(Données extraites)
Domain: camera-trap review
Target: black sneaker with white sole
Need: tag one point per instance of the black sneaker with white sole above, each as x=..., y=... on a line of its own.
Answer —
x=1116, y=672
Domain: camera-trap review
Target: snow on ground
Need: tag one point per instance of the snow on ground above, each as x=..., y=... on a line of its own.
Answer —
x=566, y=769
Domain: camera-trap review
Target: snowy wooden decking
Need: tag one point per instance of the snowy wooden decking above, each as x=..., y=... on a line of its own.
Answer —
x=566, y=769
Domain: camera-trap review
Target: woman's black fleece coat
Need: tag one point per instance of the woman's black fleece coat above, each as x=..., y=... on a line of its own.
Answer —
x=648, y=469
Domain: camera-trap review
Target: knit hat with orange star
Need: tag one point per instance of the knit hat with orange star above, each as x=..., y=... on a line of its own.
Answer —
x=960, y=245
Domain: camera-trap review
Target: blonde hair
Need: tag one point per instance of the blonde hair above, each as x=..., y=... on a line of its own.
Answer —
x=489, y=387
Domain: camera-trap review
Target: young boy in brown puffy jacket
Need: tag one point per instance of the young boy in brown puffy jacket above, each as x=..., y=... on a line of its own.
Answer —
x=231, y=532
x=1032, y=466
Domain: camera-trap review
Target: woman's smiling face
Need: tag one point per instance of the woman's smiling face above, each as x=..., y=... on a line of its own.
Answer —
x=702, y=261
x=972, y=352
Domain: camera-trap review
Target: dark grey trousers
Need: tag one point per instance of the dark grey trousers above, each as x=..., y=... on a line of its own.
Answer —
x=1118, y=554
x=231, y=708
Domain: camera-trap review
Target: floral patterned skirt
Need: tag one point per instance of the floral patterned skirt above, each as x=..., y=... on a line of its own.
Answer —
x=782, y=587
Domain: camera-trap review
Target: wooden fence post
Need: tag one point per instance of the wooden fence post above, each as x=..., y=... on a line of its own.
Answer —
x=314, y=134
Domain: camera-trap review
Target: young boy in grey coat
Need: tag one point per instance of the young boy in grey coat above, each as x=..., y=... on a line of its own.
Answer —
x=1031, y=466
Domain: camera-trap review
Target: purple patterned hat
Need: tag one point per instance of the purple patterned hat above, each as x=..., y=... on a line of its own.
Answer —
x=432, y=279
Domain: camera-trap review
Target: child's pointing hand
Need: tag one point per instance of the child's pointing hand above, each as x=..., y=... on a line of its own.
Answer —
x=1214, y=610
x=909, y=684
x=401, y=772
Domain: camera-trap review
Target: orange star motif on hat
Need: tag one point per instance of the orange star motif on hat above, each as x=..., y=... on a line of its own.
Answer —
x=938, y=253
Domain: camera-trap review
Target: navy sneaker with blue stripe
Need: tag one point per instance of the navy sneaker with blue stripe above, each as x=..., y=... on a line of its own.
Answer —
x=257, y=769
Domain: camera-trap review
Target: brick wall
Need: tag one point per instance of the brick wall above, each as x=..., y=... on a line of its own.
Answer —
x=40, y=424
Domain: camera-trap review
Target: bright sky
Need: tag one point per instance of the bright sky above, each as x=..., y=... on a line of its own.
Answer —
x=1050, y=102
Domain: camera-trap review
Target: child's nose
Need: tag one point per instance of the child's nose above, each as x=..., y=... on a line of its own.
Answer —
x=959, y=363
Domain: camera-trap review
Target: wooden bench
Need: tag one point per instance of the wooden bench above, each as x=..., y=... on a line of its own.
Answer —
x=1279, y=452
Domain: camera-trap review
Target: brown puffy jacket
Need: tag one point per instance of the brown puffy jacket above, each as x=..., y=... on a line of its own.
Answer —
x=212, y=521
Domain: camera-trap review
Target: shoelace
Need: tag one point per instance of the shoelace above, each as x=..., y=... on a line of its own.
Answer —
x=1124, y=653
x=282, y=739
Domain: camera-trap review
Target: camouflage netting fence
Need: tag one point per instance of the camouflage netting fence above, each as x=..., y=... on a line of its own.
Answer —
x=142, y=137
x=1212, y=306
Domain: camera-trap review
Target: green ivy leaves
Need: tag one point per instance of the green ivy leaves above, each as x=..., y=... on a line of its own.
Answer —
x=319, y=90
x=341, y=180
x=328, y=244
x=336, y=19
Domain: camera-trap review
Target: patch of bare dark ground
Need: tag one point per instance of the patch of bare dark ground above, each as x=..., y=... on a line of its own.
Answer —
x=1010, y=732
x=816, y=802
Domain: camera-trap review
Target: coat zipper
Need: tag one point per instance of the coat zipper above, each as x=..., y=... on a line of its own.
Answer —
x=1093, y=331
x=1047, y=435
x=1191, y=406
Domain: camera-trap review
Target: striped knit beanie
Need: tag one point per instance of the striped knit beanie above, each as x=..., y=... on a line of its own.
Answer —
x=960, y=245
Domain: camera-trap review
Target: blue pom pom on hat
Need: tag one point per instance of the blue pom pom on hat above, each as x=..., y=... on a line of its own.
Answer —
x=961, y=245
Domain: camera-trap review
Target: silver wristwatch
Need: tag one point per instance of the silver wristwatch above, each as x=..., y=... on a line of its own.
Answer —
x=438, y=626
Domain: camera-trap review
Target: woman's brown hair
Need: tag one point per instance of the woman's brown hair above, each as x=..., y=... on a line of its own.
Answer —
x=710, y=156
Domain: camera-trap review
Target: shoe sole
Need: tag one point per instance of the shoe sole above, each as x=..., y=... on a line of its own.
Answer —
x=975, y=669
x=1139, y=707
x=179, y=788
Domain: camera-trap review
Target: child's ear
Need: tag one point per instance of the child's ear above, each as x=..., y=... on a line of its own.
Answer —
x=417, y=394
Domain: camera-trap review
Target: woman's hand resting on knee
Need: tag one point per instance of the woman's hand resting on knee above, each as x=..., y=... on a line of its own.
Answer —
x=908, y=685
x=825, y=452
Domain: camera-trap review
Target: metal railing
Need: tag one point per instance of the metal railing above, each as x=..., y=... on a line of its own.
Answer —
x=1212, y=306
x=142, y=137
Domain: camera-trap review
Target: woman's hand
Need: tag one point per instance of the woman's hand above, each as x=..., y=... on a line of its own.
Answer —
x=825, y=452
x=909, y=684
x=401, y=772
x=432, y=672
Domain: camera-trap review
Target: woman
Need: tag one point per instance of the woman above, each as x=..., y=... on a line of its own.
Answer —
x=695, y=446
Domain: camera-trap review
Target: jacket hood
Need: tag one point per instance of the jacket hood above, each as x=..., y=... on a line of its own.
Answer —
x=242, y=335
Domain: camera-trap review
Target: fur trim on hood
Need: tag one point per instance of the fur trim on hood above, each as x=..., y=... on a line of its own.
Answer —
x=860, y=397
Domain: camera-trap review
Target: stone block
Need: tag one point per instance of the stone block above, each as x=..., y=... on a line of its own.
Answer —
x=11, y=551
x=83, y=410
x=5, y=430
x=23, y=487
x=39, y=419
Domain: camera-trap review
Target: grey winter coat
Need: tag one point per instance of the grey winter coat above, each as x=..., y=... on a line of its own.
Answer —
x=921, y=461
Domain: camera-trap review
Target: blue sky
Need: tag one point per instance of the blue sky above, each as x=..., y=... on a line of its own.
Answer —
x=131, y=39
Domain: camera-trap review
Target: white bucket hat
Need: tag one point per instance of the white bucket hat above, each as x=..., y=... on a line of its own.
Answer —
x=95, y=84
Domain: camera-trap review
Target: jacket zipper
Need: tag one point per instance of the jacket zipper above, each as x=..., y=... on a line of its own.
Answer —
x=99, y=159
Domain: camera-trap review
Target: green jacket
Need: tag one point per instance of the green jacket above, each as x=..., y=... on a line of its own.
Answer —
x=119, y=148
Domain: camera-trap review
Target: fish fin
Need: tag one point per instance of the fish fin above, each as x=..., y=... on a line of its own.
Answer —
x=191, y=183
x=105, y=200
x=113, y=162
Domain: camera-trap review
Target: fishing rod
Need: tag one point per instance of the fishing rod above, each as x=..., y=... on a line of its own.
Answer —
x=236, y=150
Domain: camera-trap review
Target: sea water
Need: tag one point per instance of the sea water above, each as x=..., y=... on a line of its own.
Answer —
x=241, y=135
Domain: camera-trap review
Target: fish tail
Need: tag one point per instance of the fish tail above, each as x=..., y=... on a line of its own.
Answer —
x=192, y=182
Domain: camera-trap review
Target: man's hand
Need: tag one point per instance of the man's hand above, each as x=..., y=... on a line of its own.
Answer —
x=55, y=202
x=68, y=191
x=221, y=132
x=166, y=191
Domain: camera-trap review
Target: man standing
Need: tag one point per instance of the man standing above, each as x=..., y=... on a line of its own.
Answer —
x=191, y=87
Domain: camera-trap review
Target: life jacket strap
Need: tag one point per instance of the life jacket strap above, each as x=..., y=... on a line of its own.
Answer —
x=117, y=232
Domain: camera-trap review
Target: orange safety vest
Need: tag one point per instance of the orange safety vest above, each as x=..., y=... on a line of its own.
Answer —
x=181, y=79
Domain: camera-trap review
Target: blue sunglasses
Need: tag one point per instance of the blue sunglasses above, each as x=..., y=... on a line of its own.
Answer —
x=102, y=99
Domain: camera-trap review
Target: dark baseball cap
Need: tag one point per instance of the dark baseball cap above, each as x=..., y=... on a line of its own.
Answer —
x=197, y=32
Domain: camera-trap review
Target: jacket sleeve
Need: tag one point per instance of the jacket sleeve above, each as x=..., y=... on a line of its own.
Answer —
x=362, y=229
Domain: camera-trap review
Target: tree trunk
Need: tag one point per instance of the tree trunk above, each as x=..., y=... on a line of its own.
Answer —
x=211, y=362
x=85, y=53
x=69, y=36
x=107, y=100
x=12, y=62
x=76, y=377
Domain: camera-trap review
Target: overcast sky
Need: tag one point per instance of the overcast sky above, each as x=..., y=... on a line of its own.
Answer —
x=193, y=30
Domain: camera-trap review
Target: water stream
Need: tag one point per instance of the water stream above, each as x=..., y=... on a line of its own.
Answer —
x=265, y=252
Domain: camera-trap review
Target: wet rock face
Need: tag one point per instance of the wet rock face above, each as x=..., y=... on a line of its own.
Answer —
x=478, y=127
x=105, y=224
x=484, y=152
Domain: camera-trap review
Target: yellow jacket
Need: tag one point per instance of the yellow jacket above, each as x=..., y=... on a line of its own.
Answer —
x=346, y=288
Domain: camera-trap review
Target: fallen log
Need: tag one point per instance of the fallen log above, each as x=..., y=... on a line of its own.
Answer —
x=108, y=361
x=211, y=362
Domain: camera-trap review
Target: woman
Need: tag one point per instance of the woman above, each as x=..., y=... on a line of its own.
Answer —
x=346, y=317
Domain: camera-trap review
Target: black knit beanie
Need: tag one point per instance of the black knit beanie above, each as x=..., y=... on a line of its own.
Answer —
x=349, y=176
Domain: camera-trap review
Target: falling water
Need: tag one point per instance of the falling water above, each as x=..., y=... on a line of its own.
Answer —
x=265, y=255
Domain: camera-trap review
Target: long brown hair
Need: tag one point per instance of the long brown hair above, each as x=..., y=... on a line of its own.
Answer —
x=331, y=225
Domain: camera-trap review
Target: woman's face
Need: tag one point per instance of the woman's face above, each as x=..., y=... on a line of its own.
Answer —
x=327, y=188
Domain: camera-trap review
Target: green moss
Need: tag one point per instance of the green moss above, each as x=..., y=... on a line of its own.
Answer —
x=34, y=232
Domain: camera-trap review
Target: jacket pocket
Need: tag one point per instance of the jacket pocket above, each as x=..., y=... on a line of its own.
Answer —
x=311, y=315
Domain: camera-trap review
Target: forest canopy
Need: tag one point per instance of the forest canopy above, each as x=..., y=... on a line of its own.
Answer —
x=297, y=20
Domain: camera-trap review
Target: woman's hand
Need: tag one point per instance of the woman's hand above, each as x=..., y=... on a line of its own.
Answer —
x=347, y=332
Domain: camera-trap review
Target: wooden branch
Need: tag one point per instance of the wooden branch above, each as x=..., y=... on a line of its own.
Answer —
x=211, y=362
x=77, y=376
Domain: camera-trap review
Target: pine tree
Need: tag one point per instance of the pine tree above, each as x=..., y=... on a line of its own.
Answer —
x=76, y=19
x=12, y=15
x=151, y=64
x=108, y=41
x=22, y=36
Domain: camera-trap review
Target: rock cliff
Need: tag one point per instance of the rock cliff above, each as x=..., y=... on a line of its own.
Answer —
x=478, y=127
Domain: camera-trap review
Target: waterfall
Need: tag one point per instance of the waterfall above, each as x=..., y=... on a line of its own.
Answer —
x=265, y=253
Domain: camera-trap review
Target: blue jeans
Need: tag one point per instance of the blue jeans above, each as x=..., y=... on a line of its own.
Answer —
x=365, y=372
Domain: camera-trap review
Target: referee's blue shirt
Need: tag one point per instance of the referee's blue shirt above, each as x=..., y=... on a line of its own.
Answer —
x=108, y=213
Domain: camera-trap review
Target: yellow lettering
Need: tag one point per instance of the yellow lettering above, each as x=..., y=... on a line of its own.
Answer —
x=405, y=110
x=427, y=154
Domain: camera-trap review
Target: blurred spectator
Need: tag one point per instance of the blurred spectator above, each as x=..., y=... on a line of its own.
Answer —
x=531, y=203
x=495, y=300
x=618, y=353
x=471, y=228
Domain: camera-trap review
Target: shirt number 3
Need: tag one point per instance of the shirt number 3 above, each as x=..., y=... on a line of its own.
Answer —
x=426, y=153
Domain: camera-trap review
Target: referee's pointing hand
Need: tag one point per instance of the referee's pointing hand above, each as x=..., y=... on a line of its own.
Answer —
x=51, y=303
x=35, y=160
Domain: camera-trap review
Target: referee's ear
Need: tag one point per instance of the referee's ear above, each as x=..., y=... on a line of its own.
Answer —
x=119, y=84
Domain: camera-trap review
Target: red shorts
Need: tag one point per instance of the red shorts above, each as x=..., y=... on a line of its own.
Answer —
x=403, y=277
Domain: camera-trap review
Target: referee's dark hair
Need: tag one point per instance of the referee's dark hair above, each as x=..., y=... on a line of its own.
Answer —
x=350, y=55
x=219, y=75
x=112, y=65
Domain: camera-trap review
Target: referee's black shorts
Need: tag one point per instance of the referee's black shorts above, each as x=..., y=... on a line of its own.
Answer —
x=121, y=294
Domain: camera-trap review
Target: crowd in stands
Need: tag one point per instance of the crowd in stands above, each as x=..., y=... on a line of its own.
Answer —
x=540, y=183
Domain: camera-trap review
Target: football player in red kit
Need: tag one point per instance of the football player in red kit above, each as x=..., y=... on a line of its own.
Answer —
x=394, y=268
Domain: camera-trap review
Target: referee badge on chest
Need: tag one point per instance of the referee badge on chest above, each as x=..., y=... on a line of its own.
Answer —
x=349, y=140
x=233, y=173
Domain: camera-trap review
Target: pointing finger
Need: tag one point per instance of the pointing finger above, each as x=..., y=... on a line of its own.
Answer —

• **Consigne**
Repérez dans le matériel chaque ligne qui contient le mot "young" et recopiez-la. La casse doit être respectée.

• **Réponse attendue**
Target: young boy in brown puffy jacket
Need: tag one point per instance of the young boy in brown puffy jacket above, each as x=..., y=... on a line of its own.
Target: young boy in grey coat
Need: tag one point per instance of the young boy in grey coat above, each as x=..., y=... on a line of its own.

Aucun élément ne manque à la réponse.